*** Opening of DATASET EXTRACT ***

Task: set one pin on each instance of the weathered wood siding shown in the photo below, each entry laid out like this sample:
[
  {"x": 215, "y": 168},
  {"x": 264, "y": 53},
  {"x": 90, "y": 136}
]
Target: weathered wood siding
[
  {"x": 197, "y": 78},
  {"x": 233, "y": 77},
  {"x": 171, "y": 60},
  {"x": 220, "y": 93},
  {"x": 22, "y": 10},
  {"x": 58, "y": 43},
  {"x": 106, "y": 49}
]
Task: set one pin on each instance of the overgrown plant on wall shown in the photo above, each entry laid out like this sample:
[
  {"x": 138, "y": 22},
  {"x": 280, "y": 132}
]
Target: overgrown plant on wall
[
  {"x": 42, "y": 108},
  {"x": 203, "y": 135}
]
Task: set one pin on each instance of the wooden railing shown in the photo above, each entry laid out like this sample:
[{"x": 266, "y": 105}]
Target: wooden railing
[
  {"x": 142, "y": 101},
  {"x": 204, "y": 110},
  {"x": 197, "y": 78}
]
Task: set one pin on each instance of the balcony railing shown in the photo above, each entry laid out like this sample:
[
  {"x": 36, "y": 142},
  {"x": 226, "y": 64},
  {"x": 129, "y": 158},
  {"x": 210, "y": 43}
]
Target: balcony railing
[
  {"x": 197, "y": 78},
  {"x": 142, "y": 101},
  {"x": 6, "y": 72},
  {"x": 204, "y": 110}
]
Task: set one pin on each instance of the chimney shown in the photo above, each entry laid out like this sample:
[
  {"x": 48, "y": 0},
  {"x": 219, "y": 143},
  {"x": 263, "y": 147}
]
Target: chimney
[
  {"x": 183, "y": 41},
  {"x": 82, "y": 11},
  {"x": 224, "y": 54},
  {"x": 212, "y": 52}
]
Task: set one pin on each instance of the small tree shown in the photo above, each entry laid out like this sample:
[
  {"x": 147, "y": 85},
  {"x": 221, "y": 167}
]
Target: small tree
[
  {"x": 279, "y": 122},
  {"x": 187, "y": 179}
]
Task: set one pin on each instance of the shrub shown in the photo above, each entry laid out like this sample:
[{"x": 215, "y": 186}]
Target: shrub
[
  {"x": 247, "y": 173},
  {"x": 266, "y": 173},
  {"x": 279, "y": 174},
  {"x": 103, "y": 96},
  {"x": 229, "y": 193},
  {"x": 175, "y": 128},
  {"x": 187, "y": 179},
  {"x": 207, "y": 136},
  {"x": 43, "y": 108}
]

*** Close of DATASET EXTRACT ***

WHAT TO DO.
Return all of the data above verbatim.

RESPONSE TO THE TASK.
Task: set one pin on each instance of the weathered wood siding shown in the photo below, each entry laid out like this sample:
[
  {"x": 215, "y": 168},
  {"x": 264, "y": 53},
  {"x": 90, "y": 136}
]
Target: weathered wood siding
[
  {"x": 197, "y": 78},
  {"x": 233, "y": 77},
  {"x": 171, "y": 60},
  {"x": 220, "y": 93},
  {"x": 22, "y": 10},
  {"x": 58, "y": 43},
  {"x": 106, "y": 49}
]
Task: set one pin on each instance of the overgrown plant on wall shown in the photo above, each entry laid out like this sample:
[
  {"x": 138, "y": 22},
  {"x": 280, "y": 132}
]
Target: overgrown plant on wall
[
  {"x": 42, "y": 108},
  {"x": 203, "y": 135}
]
Task: set one pin on each instance of the wooden railing shown in the photo above, each entry laid out like this sample:
[{"x": 266, "y": 105}]
Target: wooden railing
[
  {"x": 142, "y": 101},
  {"x": 204, "y": 110},
  {"x": 197, "y": 78}
]
Task: set one pin on each instance of the balcony railing shown in the photo above, each entry laid out like this sample:
[
  {"x": 36, "y": 142},
  {"x": 226, "y": 64},
  {"x": 129, "y": 158},
  {"x": 210, "y": 43}
]
Target: balcony railing
[
  {"x": 197, "y": 78},
  {"x": 142, "y": 101},
  {"x": 6, "y": 72},
  {"x": 204, "y": 110}
]
Task: set one pin on each instance of the chimney shown in the photo above, each entry laid out like this sample:
[
  {"x": 48, "y": 0},
  {"x": 219, "y": 143},
  {"x": 263, "y": 147}
]
Target: chimney
[
  {"x": 183, "y": 41},
  {"x": 82, "y": 11},
  {"x": 224, "y": 54},
  {"x": 212, "y": 52}
]
Task: set one pin on each instance of the small tree shown in the photo above, each entry laid out like this sample:
[
  {"x": 147, "y": 85},
  {"x": 221, "y": 167}
]
Target: small tree
[
  {"x": 279, "y": 122},
  {"x": 187, "y": 179}
]
Task: set one pin on each instance of the shrub shown in the photo above, each entry laid out like this sample:
[{"x": 215, "y": 186}]
Target: shrub
[
  {"x": 247, "y": 173},
  {"x": 266, "y": 173},
  {"x": 279, "y": 174},
  {"x": 103, "y": 96},
  {"x": 229, "y": 193},
  {"x": 175, "y": 128},
  {"x": 187, "y": 179},
  {"x": 207, "y": 136},
  {"x": 43, "y": 108}
]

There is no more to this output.